Extrait du document:

'''

Bernard Giscard (1851‑1926) |
Petite entreprise deviendra grande... |
La fabrique de
terre cuite fut fondée en 1855 par
Jean‑Baptiste
Giscard, un ancien contremaître de l'usine Virebent de
Launaguet. La direction de cette jeune entreprise fut ensuite
menée avec son fils Bernard Giscard. Son emplacement
est situé à Toulouse, au 25 et 27 avenue de la colonne
et au 31 rue Paul Dupin.
Jean‑Baptiste Giscard (1818‑1906) commença
sa carrière en tant que mouleur et statuaire chez une autre grande
famille toulousaine "les Virebent". Celle‑ci était spécialisée dans
l'architecture et la fabrication de statues. C'est le 11 octobre
1858
qu'il put s'établir à son propre compte avec l'autorisation
d'installer un four. Ses premières réalisations
furent des décors de façade et des objets religieux. Jean‑Baptiste Giscard eut deux fils
Bernard et Henri...
Bernard
Giscard (1851‑1926)
représente la seconde génération et reprend l'activité à la mort de
son père. Il fut celui qui développa
l'entreprise en fabriquant une très grande variété d'objets
religieux. C'est lui qui rencontra notamment
Bérenger Saunière pour la réfection de
son église et confectionna plusieurs statuaires et une fresque qui devinrent
aujourd'hui de réelles énigmes. Artiste sculpteur, il signa aussi de
nombreuses œuvres comme des chemins de croix, des autels, des
bénitiers, des Saints
et même des Monuments aux morts. Bernard Giscard est à l'apogée de
la production de la fabrique. En effet nous sommes entre
1830 et
1910 une période ou l'art religieux est très à la mode...

'''

Lignes d'un jeu de données:
'''

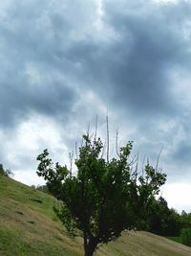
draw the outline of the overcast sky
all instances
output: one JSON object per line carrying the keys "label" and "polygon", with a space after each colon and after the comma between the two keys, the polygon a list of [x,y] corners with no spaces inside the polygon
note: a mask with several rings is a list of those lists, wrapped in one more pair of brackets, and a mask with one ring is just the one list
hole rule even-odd
{"label": "overcast sky", "polygon": [[41,184],[36,156],[68,162],[96,116],[104,137],[167,174],[169,206],[191,211],[191,1],[0,2],[0,162]]}

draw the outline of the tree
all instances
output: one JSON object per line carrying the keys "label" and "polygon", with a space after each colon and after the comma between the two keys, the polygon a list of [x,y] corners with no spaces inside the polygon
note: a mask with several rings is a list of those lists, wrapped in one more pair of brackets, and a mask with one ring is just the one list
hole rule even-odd
{"label": "tree", "polygon": [[82,236],[84,255],[92,256],[99,244],[117,239],[124,229],[144,226],[150,203],[166,175],[149,163],[138,175],[129,162],[132,142],[119,149],[117,158],[109,160],[103,156],[100,138],[84,135],[83,140],[74,161],[76,174],[59,163],[53,166],[48,150],[37,157],[37,174],[62,201],[55,212],[68,232]]}
{"label": "tree", "polygon": [[0,164],[0,175],[6,175],[6,176],[14,175],[14,174],[10,169],[5,170],[2,164]]}
{"label": "tree", "polygon": [[159,197],[154,199],[148,216],[148,231],[162,236],[179,236],[181,228],[181,220],[179,213],[169,209],[167,201]]}

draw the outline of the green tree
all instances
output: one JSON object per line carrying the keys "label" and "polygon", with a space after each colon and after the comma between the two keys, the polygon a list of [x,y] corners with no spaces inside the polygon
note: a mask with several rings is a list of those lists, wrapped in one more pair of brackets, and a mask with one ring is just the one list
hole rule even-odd
{"label": "green tree", "polygon": [[162,197],[153,200],[147,223],[148,231],[162,236],[179,236],[181,228],[180,216]]}
{"label": "green tree", "polygon": [[109,160],[102,155],[100,138],[84,135],[83,140],[74,161],[75,174],[59,163],[53,166],[48,150],[37,157],[37,174],[62,201],[55,212],[68,232],[82,236],[84,255],[92,256],[98,244],[117,239],[124,229],[144,226],[150,202],[166,175],[147,164],[138,176],[138,169],[129,163],[132,142],[120,148],[117,158]]}
{"label": "green tree", "polygon": [[5,170],[2,164],[0,164],[0,175],[6,175],[6,176],[14,175],[14,174],[10,169]]}

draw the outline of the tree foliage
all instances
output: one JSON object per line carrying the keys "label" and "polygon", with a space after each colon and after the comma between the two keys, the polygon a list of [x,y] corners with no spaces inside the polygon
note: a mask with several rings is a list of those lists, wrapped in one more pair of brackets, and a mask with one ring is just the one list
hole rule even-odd
{"label": "tree foliage", "polygon": [[166,175],[149,163],[139,175],[129,161],[132,142],[119,149],[117,158],[108,160],[100,138],[84,135],[83,140],[75,174],[59,163],[53,166],[48,150],[37,157],[37,174],[62,201],[57,216],[71,235],[83,237],[85,255],[90,256],[98,244],[117,239],[124,229],[145,226],[145,216]]}
{"label": "tree foliage", "polygon": [[2,164],[0,164],[0,175],[6,175],[6,176],[14,175],[13,173],[10,169],[5,170]]}
{"label": "tree foliage", "polygon": [[148,216],[148,231],[158,235],[176,237],[181,229],[181,220],[176,210],[169,209],[167,201],[159,197],[154,199]]}

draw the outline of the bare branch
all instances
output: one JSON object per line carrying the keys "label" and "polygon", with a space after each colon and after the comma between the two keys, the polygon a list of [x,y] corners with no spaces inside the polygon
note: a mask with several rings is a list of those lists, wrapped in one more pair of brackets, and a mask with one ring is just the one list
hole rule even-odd
{"label": "bare branch", "polygon": [[74,144],[74,149],[75,149],[75,157],[78,159],[78,151],[77,151],[77,142]]}
{"label": "bare branch", "polygon": [[117,154],[119,157],[119,152],[118,152],[118,128],[116,130],[117,133],[117,137],[116,137],[116,151],[117,151]]}
{"label": "bare branch", "polygon": [[159,157],[160,157],[160,154],[163,151],[163,146],[161,147],[160,151],[159,151],[159,153],[158,154],[158,158],[157,158],[157,164],[156,164],[156,172],[158,171],[158,166],[159,166]]}
{"label": "bare branch", "polygon": [[73,159],[74,159],[74,151],[69,153],[69,159],[70,159],[70,175],[72,175],[72,171],[73,171]]}
{"label": "bare branch", "polygon": [[96,140],[97,123],[98,123],[98,117],[97,117],[97,115],[96,115],[96,128],[95,128],[95,140]]}
{"label": "bare branch", "polygon": [[109,134],[108,114],[107,114],[107,117],[106,117],[106,125],[107,125],[107,162],[109,162],[109,154],[110,154],[110,134]]}

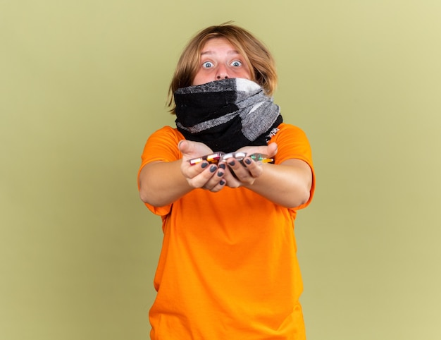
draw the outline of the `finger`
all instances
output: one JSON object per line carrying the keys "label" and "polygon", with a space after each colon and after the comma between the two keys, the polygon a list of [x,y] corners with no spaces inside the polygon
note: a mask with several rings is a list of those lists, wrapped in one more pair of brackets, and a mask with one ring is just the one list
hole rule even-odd
{"label": "finger", "polygon": [[226,182],[223,179],[223,175],[225,174],[223,169],[219,166],[215,172],[215,174],[206,182],[203,188],[216,193],[223,188]]}

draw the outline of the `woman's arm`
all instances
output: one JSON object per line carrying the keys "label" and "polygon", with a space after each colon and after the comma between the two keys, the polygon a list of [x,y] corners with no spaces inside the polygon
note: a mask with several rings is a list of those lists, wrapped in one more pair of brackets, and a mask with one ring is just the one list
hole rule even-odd
{"label": "woman's arm", "polygon": [[[273,157],[277,152],[277,145],[266,147],[248,147],[241,149],[249,154],[265,153]],[[312,186],[312,171],[301,159],[287,159],[280,164],[259,164],[246,157],[243,165],[230,159],[227,160],[235,177],[225,174],[227,185],[233,188],[244,186],[276,204],[295,207],[309,199]]]}
{"label": "woman's arm", "polygon": [[178,145],[182,158],[174,162],[151,162],[139,172],[139,197],[155,207],[173,203],[196,188],[216,192],[223,188],[225,170],[203,162],[190,165],[189,160],[212,151],[203,143],[181,140]]}

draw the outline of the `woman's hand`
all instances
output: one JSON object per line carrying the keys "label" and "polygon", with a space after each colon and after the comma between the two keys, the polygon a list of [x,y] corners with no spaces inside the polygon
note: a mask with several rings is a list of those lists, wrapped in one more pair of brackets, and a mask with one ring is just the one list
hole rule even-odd
{"label": "woman's hand", "polygon": [[223,178],[226,167],[224,163],[216,165],[203,161],[191,165],[189,162],[213,153],[209,147],[201,142],[184,140],[179,142],[178,147],[182,154],[181,172],[191,188],[201,188],[213,193],[224,188],[226,183]]}
{"label": "woman's hand", "polygon": [[[238,152],[247,152],[247,154],[254,153],[263,154],[269,158],[273,157],[277,153],[277,144],[259,147],[244,147],[237,150]],[[238,188],[242,186],[251,186],[259,177],[263,168],[262,163],[255,162],[250,157],[246,157],[242,162],[231,157],[225,159],[228,169],[225,173],[227,186],[230,188]]]}

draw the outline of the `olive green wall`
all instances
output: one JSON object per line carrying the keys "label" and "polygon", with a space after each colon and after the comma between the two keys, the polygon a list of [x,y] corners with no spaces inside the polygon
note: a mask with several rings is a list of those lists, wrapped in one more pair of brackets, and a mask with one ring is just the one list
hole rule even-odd
{"label": "olive green wall", "polygon": [[267,43],[313,147],[296,233],[309,340],[441,339],[441,2],[4,0],[0,339],[148,337],[159,218],[137,197],[187,39]]}

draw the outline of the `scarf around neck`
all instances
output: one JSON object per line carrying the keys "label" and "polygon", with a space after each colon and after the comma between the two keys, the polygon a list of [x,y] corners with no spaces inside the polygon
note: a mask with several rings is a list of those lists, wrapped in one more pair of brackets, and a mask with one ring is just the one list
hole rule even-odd
{"label": "scarf around neck", "polygon": [[257,83],[228,78],[177,90],[176,127],[214,152],[266,145],[282,122],[280,107]]}

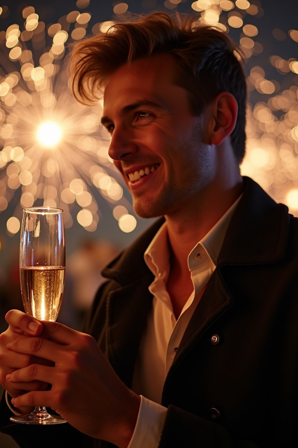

'''

Consigne: Recopiez le passage de l'extrait sur la fabrique Giscard qui va de « Bernard Giscard (1851‑1926) » jusqu'à « rue Paul Dupin. », en substituant « faïence » à « terre cuite ».

Corrigé:
Bernard Giscard (1851‑1926) |
Petite entreprise deviendra grande... |
La fabrique de
faïence fut fondée en 1855 par
Jean‑Baptiste
Giscard, un ancien contremaître de l'usine Virebent de
Launaguet. La direction de cette jeune entreprise fut ensuite
menée avec son fils Bernard Giscard. Son emplacement
est situé à Toulouse, au 25 et 27 avenue de la colonne
et au 31 rue Paul Dupin.